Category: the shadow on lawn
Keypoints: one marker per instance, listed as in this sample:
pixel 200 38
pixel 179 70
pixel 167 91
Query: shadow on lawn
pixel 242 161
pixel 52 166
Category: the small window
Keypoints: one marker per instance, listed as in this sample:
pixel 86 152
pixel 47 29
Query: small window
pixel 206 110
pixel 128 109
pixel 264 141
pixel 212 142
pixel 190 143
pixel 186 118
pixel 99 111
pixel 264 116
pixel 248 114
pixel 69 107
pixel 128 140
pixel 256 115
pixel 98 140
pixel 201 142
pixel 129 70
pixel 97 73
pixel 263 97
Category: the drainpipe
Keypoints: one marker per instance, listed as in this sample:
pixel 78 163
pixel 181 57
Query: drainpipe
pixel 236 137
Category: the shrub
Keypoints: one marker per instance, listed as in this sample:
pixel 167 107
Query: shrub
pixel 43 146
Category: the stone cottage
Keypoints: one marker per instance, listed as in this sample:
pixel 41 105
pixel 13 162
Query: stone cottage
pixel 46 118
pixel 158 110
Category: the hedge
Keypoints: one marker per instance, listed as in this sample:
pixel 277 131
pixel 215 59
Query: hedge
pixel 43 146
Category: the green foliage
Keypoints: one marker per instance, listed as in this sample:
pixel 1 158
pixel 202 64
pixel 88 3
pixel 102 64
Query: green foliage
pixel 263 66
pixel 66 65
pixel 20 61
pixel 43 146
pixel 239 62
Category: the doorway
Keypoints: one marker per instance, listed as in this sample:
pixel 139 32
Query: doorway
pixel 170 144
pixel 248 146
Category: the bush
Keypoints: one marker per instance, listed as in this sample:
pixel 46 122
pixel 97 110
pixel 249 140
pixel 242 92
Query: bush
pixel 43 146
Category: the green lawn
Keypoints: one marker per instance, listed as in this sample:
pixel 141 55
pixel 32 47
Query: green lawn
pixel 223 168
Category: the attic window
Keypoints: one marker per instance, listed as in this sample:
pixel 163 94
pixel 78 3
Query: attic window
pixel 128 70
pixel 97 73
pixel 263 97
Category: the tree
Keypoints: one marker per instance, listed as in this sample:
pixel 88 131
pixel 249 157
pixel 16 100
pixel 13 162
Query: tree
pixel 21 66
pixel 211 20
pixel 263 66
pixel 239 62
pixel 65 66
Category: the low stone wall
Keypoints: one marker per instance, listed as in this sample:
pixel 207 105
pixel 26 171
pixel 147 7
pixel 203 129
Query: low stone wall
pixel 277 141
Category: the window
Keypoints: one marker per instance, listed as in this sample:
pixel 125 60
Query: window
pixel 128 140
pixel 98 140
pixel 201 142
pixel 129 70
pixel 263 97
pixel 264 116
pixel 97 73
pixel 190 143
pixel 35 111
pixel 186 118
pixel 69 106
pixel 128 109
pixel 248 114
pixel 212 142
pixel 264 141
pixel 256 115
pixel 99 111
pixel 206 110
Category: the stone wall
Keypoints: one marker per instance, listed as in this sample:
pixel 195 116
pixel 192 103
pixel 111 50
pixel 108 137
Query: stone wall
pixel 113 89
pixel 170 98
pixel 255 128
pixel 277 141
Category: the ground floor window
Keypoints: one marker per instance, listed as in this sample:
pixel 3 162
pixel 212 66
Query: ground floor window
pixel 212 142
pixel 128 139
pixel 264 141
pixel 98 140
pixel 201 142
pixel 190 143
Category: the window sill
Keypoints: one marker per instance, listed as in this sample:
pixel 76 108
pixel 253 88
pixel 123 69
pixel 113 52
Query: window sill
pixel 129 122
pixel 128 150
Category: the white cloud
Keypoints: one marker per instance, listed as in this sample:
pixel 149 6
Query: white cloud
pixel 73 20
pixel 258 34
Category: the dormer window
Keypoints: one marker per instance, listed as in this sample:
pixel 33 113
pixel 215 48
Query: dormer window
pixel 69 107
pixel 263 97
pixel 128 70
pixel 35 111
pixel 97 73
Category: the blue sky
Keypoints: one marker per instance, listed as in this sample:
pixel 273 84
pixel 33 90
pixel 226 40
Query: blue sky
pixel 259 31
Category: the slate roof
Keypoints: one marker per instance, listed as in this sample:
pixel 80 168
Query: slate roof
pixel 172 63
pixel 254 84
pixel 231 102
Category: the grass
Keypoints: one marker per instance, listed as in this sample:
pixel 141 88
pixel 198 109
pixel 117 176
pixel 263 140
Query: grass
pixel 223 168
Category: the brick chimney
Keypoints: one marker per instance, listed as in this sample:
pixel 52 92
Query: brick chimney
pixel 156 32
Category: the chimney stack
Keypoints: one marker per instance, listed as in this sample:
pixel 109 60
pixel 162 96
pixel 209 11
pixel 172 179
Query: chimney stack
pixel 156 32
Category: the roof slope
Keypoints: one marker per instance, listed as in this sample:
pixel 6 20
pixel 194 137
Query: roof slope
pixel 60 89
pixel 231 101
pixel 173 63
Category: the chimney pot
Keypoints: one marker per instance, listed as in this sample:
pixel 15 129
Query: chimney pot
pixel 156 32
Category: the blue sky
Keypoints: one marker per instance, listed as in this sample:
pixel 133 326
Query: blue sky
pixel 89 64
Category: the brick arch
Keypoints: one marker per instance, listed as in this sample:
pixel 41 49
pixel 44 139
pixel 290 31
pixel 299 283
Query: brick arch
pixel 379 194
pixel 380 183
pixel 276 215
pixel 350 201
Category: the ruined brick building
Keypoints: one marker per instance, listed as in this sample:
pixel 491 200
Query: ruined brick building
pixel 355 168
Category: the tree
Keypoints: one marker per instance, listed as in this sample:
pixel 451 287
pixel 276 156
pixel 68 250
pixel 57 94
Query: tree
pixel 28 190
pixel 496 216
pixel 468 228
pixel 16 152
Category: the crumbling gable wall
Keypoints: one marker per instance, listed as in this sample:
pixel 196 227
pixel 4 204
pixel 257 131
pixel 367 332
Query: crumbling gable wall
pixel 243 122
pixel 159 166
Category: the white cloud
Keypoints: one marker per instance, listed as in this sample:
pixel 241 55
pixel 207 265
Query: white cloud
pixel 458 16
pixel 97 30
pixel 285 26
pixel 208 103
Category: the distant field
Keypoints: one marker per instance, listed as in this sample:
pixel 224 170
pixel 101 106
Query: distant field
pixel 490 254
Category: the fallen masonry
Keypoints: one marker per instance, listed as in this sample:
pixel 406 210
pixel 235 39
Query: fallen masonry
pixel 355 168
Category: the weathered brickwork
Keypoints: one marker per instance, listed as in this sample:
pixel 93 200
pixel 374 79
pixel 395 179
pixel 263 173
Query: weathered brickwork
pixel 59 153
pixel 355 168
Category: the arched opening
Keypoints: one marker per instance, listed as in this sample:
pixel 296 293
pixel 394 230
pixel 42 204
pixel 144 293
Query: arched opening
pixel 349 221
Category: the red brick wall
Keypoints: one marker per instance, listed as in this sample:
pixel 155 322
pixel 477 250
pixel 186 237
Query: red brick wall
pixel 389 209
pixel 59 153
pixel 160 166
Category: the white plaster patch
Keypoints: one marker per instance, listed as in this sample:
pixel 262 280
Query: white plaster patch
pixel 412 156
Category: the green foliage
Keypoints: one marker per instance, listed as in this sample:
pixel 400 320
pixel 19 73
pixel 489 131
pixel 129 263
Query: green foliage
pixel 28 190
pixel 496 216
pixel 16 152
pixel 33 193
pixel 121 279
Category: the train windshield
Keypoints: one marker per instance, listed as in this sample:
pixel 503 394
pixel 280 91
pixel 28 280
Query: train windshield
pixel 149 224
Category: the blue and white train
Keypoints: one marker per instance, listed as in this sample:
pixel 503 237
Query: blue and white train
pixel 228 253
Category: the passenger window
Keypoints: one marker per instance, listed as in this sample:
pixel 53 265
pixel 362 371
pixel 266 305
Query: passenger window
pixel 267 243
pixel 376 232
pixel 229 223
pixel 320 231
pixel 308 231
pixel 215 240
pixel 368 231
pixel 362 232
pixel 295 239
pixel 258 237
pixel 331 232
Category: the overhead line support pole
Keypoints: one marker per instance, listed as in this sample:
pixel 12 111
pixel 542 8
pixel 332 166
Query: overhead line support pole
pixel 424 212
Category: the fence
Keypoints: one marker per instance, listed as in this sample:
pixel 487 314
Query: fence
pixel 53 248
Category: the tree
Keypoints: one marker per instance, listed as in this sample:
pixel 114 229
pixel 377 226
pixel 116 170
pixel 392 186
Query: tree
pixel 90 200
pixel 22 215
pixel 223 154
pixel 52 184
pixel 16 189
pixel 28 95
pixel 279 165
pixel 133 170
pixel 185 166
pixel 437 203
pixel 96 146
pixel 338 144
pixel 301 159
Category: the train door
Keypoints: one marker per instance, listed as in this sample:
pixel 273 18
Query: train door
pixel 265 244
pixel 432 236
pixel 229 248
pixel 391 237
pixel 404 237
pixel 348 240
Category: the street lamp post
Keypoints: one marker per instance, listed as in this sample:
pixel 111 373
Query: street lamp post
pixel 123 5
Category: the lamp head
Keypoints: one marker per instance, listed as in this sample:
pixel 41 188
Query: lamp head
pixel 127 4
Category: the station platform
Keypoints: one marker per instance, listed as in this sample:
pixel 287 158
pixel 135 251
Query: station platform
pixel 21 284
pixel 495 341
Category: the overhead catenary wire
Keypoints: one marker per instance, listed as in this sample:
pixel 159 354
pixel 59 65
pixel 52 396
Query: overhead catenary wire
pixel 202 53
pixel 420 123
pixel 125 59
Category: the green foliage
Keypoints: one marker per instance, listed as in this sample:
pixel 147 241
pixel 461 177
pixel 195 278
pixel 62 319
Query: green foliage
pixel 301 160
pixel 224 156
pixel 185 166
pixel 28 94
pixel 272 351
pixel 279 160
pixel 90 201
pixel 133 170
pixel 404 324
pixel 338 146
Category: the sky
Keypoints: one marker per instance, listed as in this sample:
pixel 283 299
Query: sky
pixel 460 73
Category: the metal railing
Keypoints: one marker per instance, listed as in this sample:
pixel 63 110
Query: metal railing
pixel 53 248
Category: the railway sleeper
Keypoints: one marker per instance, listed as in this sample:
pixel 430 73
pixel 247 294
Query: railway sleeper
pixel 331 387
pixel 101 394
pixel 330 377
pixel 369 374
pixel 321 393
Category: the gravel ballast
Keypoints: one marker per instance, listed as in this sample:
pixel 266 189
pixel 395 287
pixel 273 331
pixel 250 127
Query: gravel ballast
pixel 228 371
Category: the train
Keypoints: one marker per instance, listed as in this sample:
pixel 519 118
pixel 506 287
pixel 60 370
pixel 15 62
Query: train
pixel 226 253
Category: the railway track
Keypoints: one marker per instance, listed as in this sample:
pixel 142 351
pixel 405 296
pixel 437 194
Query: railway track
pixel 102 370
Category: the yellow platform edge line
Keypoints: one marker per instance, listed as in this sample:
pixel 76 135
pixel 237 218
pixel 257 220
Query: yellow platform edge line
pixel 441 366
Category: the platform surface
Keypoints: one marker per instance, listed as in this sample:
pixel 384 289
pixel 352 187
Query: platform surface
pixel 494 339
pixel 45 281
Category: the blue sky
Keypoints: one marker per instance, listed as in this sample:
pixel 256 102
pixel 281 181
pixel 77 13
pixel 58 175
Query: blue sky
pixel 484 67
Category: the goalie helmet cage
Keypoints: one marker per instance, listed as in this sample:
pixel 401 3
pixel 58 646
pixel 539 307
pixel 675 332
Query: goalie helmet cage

^^^^

What to do: Reply with the lines from the first line of the entries through the line that contains "Category: the green lawn", repeated exactly with both ends kept, and with nothing else.

Written answer:
Category: the shadow on lawn
Keypoints: one marker per instance, listed as in this sample:
pixel 200 38
pixel 179 70
pixel 167 91
Query: shadow on lawn
pixel 242 161
pixel 52 166
Category: the small window
Keypoints: one marker per instance, listed as in this sample:
pixel 86 152
pixel 47 29
Query: small window
pixel 206 110
pixel 128 109
pixel 264 141
pixel 212 142
pixel 190 143
pixel 186 118
pixel 99 111
pixel 264 116
pixel 248 114
pixel 69 107
pixel 128 140
pixel 256 115
pixel 98 140
pixel 201 142
pixel 129 70
pixel 97 73
pixel 263 97
Category: the drainpipe
Keypoints: one marker per instance, listed as in this sample:
pixel 78 163
pixel 181 57
Query: drainpipe
pixel 236 137
Category: the shrub
Keypoints: one marker per instance, listed as in this sample:
pixel 167 107
Query: shrub
pixel 43 146
Category: the stone cottage
Keypoints: one marker per instance, listed as in this sample:
pixel 41 105
pixel 13 162
Query: stone cottage
pixel 46 118
pixel 158 110
Category: the hedge
Keypoints: one marker per instance, listed as in this sample:
pixel 277 131
pixel 215 59
Query: hedge
pixel 43 146
Category: the green foliage
Keypoints: one marker per instance, listed as in this sample:
pixel 1 158
pixel 202 64
pixel 88 3
pixel 102 64
Query: green foliage
pixel 263 66
pixel 66 65
pixel 20 61
pixel 43 146
pixel 239 62
Category: the doorway
Keypoints: one marker per instance, listed as in this sample:
pixel 139 32
Query: doorway
pixel 170 144
pixel 248 146
Category: the bush
Keypoints: one marker per instance, listed as in this sample:
pixel 46 122
pixel 97 110
pixel 249 140
pixel 242 92
Query: bush
pixel 43 146
Category: the green lawn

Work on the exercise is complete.